(READING PASSAGE)
»»
Allergic asthma is a chronic disorder with rising incidence. The pathogenesis of asthma is complex and multifactorial. However, common to the various phenotypic patterns of asthma is the presence of underlying airway inflammation. An important first step toward developing improved approaches to asthma diagnosis, treatment, and prevention is to understand the molecular pathogenesis of the disease. MicroRNAs are a class of small non-coding RNAs that repress the expression of protein-coding genes. While microRNAs have been reported to mediate the pathogenesis of diverse diseases, the role of miRNA in the pathogenesis of asthma is virtually unknown, expect for a couple of early recent reports. Preliminary data demonstrate miR-21 as one of the most up-regulated miRNA in allergic asthma models, and provide evidence that miR-21 regulates IL12p35 expression in vitro, possibly affecting the balance of Th1 vs Th2 vs Th17 response. The severity of asthma is often correlated with the level of airway eosinophilia. Correspondingly, miR-21 has been found to be up- regulated stepwise during eosinophil development. The long-term objective of the present work is to elucidate the involvement of miR-21 in the pathogenesis of asthma with the goal of developing novel approaches to disease diagnosis, treatment and prevention. We hypothesize that miR-21 is central to the pathogenesis of allergic asthma, affecting the balance of Th1 vs Th2 vs Th17 responses, as well as the development, recruitment and function of eosinophils.
Aim one in this proposal is designed to elucidate the role of miR-21 in the development and function of eosinophils. Anti-miR-21 treated cells will be compared with control cells to determine the involvement of miR-21 in cellular proliferation, differentiation, maturation and function in an eosinophil culture system.
««
(DATASET EXCERPTS)
»»
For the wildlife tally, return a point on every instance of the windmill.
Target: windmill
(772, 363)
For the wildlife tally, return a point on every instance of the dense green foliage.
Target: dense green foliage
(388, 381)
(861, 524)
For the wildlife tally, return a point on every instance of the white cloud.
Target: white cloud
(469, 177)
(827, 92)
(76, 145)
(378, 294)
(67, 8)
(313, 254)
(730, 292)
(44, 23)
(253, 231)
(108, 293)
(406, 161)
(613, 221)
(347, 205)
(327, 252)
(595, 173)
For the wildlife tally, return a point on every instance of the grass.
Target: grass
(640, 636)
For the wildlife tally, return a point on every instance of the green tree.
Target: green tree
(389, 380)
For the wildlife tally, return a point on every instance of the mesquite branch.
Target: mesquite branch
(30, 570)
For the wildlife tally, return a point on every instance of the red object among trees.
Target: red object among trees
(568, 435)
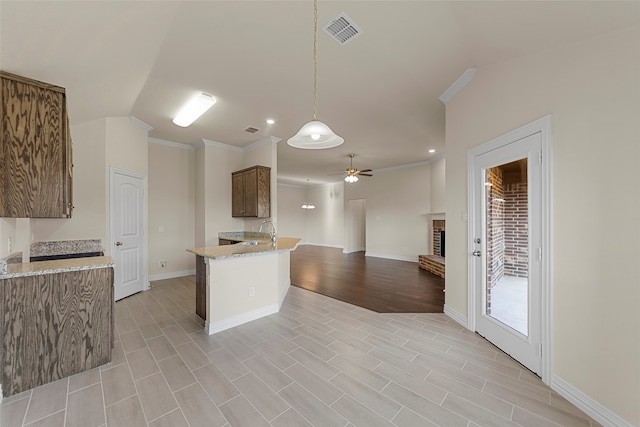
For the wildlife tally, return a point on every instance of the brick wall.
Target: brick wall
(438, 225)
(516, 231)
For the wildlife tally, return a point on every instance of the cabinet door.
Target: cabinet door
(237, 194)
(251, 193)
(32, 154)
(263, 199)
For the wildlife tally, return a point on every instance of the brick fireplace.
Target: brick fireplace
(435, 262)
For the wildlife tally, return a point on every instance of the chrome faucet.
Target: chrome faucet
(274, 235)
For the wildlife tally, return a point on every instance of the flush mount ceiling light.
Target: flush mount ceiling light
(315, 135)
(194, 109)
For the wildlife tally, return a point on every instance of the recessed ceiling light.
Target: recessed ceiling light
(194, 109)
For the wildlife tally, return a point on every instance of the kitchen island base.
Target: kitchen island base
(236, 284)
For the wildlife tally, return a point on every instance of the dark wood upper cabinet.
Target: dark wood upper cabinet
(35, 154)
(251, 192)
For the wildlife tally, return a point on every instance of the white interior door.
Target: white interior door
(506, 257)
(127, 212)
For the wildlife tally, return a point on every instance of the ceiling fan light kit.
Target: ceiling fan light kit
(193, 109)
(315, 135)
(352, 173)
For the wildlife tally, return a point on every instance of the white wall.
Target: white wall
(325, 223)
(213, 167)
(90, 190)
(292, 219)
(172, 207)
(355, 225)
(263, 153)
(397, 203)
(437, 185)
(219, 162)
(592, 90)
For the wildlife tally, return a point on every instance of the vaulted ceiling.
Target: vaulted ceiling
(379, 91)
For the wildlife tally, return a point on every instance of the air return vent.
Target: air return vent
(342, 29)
««
»»
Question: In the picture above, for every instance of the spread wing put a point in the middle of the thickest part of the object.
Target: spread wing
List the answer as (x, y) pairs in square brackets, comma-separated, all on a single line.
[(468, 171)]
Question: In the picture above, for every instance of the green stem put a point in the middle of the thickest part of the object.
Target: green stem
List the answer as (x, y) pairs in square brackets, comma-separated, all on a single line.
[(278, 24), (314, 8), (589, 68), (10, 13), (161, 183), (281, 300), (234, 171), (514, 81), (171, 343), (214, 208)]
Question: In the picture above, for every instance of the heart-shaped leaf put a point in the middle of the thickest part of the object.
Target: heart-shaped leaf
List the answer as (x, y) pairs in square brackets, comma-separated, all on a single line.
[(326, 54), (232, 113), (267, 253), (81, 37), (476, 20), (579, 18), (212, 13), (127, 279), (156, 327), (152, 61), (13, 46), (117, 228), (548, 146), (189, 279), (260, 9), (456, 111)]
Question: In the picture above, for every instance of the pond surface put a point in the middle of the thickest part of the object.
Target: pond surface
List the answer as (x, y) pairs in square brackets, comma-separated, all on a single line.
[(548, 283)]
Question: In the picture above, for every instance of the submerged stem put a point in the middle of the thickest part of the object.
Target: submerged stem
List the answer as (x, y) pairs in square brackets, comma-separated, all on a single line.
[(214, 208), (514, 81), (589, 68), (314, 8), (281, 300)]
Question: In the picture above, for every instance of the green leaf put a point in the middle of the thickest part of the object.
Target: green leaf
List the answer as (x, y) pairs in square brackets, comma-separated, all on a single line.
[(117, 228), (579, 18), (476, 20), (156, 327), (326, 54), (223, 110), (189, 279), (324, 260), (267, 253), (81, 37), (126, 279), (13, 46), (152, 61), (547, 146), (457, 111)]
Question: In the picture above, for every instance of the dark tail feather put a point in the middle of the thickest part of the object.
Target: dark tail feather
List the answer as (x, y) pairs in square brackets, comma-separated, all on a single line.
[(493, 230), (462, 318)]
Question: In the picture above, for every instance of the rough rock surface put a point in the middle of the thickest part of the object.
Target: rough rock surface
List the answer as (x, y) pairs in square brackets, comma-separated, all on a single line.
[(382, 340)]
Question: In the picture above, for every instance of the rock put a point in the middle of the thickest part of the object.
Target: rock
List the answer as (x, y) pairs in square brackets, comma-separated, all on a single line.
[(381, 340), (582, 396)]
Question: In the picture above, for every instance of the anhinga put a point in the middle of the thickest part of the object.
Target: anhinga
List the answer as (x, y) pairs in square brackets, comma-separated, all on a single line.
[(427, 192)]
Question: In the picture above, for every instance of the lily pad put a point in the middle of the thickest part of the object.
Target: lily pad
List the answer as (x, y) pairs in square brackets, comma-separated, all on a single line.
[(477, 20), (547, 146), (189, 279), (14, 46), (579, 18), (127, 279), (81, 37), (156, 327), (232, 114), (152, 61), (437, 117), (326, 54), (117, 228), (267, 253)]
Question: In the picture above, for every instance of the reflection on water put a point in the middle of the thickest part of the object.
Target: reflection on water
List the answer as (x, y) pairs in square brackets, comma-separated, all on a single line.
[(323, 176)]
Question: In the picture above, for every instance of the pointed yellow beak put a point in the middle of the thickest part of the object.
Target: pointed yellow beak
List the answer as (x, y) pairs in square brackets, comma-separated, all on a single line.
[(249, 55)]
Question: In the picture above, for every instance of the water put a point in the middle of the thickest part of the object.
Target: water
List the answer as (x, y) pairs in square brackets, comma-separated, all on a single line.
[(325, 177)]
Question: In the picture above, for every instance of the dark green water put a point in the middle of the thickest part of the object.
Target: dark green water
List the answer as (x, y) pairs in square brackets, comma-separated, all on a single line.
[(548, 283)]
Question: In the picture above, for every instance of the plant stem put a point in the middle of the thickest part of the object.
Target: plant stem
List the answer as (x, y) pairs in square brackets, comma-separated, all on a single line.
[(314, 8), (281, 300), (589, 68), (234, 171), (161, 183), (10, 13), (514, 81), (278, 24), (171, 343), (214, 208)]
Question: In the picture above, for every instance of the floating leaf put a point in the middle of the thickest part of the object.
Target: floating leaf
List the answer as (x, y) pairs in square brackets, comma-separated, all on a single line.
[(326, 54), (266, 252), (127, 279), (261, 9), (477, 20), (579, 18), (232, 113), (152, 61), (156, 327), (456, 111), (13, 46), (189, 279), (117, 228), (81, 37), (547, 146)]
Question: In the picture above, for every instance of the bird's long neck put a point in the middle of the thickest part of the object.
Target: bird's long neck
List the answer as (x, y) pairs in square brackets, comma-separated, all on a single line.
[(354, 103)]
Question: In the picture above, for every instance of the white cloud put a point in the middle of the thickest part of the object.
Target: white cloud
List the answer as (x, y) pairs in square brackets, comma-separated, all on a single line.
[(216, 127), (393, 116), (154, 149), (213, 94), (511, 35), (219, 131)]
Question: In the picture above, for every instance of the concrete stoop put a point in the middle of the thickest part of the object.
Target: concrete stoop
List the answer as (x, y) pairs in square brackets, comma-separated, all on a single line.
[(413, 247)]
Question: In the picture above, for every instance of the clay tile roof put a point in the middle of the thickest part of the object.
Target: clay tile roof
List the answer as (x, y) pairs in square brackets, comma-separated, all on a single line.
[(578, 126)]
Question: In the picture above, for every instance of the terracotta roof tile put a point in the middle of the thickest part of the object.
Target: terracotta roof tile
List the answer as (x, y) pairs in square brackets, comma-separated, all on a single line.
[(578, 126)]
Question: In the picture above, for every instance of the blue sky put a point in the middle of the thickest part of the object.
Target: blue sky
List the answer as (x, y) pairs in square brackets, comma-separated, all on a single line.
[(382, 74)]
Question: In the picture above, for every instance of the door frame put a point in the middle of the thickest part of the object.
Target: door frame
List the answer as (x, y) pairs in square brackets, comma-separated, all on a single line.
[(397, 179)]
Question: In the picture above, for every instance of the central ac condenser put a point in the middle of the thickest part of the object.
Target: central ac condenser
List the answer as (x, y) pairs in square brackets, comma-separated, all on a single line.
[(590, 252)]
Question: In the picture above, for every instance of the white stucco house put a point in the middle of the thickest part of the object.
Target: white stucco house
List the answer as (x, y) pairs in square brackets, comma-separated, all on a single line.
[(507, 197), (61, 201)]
««
»»
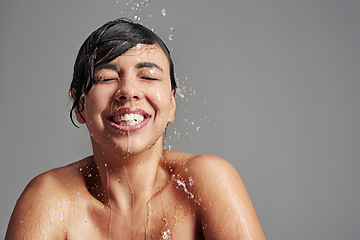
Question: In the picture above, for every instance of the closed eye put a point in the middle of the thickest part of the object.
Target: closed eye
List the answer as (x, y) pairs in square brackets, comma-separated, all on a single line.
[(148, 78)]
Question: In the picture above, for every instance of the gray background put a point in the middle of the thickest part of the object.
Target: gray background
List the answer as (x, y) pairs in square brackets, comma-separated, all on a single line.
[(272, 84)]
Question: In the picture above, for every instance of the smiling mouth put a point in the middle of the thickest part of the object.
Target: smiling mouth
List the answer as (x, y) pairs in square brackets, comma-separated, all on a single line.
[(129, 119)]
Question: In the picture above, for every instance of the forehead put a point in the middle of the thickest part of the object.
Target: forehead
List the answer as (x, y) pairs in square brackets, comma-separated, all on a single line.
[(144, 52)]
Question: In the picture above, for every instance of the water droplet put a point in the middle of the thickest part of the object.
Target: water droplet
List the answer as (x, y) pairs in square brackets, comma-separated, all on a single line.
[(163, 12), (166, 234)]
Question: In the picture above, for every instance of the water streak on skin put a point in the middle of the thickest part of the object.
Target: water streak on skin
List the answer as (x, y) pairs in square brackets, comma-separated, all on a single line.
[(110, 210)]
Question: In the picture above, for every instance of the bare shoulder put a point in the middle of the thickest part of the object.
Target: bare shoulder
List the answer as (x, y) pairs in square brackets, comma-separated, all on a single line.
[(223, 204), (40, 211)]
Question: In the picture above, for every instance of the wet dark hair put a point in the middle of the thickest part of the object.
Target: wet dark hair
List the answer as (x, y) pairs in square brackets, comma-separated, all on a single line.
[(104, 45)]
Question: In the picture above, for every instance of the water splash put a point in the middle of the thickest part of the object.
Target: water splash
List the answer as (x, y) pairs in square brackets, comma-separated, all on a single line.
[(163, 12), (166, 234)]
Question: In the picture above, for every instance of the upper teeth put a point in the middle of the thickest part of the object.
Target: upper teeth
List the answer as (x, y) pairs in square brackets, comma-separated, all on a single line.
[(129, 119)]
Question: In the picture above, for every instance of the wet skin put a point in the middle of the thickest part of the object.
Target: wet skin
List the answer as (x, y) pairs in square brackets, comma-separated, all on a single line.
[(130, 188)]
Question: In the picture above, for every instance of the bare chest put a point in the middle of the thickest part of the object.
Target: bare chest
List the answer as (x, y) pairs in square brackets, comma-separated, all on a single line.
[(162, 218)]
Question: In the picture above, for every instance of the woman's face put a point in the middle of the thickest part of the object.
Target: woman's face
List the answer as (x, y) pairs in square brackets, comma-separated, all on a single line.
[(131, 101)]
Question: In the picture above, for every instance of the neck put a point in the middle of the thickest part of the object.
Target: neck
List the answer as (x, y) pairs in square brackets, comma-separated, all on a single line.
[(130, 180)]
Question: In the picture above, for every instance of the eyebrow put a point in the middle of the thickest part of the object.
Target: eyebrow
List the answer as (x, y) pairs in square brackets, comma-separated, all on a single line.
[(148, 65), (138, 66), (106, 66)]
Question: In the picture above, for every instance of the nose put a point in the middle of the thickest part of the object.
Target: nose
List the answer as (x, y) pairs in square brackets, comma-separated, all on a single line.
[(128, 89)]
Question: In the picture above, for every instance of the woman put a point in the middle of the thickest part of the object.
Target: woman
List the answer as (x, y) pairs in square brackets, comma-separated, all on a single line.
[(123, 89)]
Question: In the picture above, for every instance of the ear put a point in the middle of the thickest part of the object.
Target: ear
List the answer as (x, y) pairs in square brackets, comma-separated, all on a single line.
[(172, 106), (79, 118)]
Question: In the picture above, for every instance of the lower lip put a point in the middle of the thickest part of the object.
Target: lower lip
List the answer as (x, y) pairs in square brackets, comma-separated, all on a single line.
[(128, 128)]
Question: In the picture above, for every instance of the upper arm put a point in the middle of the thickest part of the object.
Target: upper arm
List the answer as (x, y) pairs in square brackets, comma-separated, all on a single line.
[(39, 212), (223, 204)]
««
(PROBLEM) Write the next part of the research proposal on miR-21 in allergic asthma, starting after its last sentence. The listing plays no part in this.

(ANSWER BOX)
Aim two in this proposal will determine whether the up-regulation of miR-21 contributes to exaggerated Th2 response and asthma remodeling in vivo. Cytokine production, airway inflammation and airway remodeling in experimental asthma will be measured in miR-21 knockout mice compared to wildtype littermate controls. Collectively, the results from these studies will provide a better understanding of the function of miR-21 in asthma pathogenesis. Elucidating the function of specific microRNAs in asthma pathogenesis may lead to the development of novel small RNA based therapies for the treatment of this ever-increasing disease.
More than 300 million people suffer from asthma worldwide. The involvement of microRNAs represents a new dimension in the pathogenesis of this complex and multifactorial disease. This proposal aims to elucidate the function of miR-21 in the pathogenesis asthma. These studies are expected to improve understanding of the molecular pathogenesis of asthma thereby facilitating development of novel approaches to treatment.